* START PAGE EXCERPT *

Subroutine PDL::Type::symbol redefined at Basic/Core/Types.pm.PL line 767.

These are emitted when evaluating pdlpp_stdargs here for the 1st (and only the 1st) PP submodule (currently CCS/Utils), arising in PDL v2.081 from a require $typespm; in PDL::Core::Dev::pdlpp_list_functions() (I also get the same warnings from v2.091). Neither wrapping the pdlpp_stdargss() call in an eval {...} nor scoping it under no warnings 'redefine' silenced them.

They're "just" warnings, so I'm not too bothered, but wonder if you might have an idea how I might get rid of them.

@mohawk2
Copy link
Collaborator

mohawk2 commented Dec 30, 2024

Great work in deleting code!

Regarding that "redefined" warning, which version of PDL are you using? You can get more information on exactly where that's triggered by changing perl Makefile.PL to perl -d:Confess Makefile.PL - I suspect that will be a bug that's got fixed in more recent PDL.

It may also be relevant that when I do make for PDL::Cluster, it complains it's changing targets for Cluster.pm. The generated Makefile has the postamble in there twice. It looks like at least that copy of pdlmaker.plm has what I'd call overly clever checking of ->can() and calling that, rather than just taking SUPER::postamble. It doesn't seem necessary or useful. I didn't look into it further than that.

@moocow-the-bovine
Copy link
Owner Author

Regarding that "redefined" warning [...] I suspect that will be a bug that's got fixed in more recent PDL.

Confirmed, sorry for the noise. I got warnings under both PDL v2.081 and v2.091, but they're gone under current git master v2.095 PDLPorters/pdl@95be933.

Also, thanks for the -d:Confess tip; I had been using the debugger to get stack traces, but that's much more convenient.

It may also be relevant that when I do make for PDL::Cluster, it complains it's changing targets for Cluster.pm. The generated Makefile has the postamble in there twice.

That should be fixed by moocow-the-bovine/PDL-Cluster@646da1a ... the problem was 2 calls to pdlpp_postamble(), 1 from the MY::postamble override in Makefile.PL and the other from pdlmaker.plm. That was probably a historical artefact (PDL::Cluster actually predates pdlmaker.plm).

It looks like at least that copy of pdlmaker.plm has what I'd call overly clever checking of ->can() and calling that, rather than just taking SUPER::postamble. It doesn't seem necessary or useful. I didn't look into it further than that.

* END PAGE EXCERPT *

Carry on the forum discussion about the PDL build warnings, starting after its final line. The data after this text can be ignored.

* START RECORD EXTRACTS *

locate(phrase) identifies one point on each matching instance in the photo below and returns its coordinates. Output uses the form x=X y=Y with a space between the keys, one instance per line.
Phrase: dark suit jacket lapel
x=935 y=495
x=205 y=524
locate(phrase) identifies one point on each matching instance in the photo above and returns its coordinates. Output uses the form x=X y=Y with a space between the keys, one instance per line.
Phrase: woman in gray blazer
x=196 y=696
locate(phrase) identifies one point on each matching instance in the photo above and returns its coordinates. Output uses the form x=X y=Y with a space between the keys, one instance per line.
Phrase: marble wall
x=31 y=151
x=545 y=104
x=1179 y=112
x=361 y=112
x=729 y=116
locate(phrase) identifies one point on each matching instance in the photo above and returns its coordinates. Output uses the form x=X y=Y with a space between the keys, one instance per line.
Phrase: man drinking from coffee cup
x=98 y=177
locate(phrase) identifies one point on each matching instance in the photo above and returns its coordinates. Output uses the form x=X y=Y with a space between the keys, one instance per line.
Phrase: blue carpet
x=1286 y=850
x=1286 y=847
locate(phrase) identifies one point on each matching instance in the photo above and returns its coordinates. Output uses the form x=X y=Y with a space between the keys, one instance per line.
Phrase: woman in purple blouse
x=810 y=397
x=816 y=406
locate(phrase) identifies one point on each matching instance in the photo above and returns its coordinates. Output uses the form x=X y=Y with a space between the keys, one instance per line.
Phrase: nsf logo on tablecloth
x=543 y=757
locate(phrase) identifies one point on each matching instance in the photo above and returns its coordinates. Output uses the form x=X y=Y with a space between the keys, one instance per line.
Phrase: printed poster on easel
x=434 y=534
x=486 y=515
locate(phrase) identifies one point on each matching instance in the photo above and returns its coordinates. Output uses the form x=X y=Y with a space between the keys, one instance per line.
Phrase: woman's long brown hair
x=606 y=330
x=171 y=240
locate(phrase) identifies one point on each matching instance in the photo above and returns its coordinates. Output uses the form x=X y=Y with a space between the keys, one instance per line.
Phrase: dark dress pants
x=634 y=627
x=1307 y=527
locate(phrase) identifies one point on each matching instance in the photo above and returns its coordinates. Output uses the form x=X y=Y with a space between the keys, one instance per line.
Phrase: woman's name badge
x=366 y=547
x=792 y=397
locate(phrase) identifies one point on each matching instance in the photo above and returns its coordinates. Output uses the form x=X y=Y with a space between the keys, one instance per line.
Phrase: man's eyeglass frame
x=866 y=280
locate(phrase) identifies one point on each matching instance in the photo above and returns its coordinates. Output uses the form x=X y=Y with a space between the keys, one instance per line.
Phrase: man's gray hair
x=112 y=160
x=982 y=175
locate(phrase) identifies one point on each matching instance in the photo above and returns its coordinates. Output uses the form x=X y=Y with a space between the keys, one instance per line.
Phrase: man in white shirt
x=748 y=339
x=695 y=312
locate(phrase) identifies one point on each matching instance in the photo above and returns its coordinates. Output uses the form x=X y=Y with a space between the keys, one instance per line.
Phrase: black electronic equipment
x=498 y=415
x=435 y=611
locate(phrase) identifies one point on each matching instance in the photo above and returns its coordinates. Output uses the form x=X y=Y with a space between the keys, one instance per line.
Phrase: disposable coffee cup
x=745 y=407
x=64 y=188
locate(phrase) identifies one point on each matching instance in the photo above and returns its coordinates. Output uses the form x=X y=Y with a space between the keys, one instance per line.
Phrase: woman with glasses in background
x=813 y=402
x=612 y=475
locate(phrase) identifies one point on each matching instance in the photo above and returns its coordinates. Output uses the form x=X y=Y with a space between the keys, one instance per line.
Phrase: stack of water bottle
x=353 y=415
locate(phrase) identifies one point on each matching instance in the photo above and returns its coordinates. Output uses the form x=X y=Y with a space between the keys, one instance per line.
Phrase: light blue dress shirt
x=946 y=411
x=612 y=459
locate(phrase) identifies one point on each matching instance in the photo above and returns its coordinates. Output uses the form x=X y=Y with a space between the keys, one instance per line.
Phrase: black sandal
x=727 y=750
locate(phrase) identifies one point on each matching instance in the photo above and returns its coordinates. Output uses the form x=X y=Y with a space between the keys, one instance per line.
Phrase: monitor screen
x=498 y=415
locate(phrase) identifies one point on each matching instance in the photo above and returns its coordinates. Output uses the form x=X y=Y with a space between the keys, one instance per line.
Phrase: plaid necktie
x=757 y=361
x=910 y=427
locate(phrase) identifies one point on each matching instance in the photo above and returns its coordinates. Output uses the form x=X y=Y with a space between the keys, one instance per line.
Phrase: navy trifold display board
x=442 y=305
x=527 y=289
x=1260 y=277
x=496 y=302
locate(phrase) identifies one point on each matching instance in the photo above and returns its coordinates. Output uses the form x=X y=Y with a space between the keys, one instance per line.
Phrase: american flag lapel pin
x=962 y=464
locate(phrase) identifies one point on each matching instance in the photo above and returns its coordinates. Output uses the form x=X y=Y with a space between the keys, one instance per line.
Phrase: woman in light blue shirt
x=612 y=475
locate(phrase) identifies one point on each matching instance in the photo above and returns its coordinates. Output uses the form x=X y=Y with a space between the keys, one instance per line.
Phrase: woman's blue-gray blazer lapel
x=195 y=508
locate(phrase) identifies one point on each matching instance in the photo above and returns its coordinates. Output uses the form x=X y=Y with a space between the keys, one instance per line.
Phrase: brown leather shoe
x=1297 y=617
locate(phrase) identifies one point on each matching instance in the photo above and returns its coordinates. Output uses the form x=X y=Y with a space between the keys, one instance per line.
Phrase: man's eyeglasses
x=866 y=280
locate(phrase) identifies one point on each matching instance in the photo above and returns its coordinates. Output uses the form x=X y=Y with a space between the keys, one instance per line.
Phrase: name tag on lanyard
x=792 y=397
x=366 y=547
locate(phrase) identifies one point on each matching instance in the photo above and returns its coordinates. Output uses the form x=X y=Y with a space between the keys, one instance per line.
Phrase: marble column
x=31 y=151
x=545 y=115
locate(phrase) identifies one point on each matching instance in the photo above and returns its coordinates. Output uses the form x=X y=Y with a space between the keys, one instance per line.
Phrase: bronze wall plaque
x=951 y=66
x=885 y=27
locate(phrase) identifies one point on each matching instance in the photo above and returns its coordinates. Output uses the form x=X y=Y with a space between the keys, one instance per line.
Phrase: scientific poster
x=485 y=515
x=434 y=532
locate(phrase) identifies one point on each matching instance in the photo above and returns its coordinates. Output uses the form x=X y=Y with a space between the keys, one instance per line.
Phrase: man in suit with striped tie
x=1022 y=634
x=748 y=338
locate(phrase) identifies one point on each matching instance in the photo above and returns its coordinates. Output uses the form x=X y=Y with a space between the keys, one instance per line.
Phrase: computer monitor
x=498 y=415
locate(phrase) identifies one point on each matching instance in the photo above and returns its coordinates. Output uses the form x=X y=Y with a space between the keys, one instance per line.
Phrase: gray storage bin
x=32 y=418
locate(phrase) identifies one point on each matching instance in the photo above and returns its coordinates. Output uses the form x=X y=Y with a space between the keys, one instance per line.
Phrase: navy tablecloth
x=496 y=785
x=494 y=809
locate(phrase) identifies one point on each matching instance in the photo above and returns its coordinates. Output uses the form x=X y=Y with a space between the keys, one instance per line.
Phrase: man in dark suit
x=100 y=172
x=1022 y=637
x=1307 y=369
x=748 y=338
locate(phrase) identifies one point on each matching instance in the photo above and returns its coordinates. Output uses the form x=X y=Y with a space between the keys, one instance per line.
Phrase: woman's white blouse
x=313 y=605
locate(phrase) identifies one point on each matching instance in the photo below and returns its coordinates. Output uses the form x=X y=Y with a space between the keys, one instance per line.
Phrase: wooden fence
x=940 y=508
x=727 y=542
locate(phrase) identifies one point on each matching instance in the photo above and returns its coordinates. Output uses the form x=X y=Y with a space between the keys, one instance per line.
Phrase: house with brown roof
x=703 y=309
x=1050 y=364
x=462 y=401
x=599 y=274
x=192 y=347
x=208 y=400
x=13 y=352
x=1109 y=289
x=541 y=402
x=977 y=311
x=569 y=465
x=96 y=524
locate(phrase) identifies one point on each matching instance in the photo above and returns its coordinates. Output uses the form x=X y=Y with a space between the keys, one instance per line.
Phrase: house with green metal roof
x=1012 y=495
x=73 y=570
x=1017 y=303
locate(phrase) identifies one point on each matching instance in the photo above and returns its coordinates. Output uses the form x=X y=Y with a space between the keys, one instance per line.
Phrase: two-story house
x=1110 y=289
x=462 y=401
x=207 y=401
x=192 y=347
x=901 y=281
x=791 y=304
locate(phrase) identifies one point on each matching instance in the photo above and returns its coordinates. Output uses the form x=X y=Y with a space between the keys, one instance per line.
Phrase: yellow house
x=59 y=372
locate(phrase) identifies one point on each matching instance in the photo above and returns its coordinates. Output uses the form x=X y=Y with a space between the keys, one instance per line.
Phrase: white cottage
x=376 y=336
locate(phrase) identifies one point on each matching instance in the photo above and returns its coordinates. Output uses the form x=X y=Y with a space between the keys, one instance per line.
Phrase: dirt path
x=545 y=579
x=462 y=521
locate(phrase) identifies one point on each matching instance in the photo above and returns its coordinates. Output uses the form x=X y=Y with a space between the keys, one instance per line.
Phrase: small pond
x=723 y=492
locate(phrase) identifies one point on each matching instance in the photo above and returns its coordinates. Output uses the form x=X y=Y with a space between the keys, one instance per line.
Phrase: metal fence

* END RECORD EXTRACTS *

OUTPUT FOR THIS TASK ::
It might very well not be necessary or useful anymore. I believe that the "overly clever" (aka "ugly") stuff is there in order to allow:

  1. pdlmaker.plm to be used for both PDL::PP modules and non-PP modules;
  2. EU:MM overrides (e.g. MY::postamble) in Makefile.PL to work as expected;
  3. all of the required pdlpp_* hand-waving to be done in one place (rather than copy+pasted to each Makefile.PL);
  4. all of my own personal "convenience" hand-waving (README.txt etc.) to be done in one place

... it also used to take care of generating & distributing PODs from *.pd for CPAN-friendliness, but that's no longer required because PDL core now does that (better).

All of that said, I think the Right Thing To Do™ would be to replace pdlmaker.plm with an independent module I could put in CONFIGURE_REQUIRES, probably just wrapping EU:MM itself. Another thing for my TODO list... sigh.

@mohawk2
Copy link
Collaborator

mohawk2 commented Dec 31, 2024

I believe you are trying to solve two fairly different problems with one Great Big Solution:

  • pure-Perl distros, which really just need the add_doc boilerplate in postamble
  • PDL::PP distros, which are well supported by PDL::Core::Dev, with about 3 lines of boilerplate (use, stdargs, postamble)

For both, you can just symlink README.pod to your main module for GitHub purposes. Your pdlmaker.plm would need to be updated in all your distros when something changes, and it would need to handle all the cases you want to deal with. That's a lot of effort, and testing it against all the scenarios would be even more.

While comparison can be the thief of joy, MetaCPAN says you have 9 PDL distros. I maintain rather more than that, especially with the recent burst of carving out those no longer belonging in main PDL. I am fanatically lazy, and yet have felt no need to make a Great Big Solution to the above two problems. I'm not telling you how to run your distros, but I am telling you how I run mine.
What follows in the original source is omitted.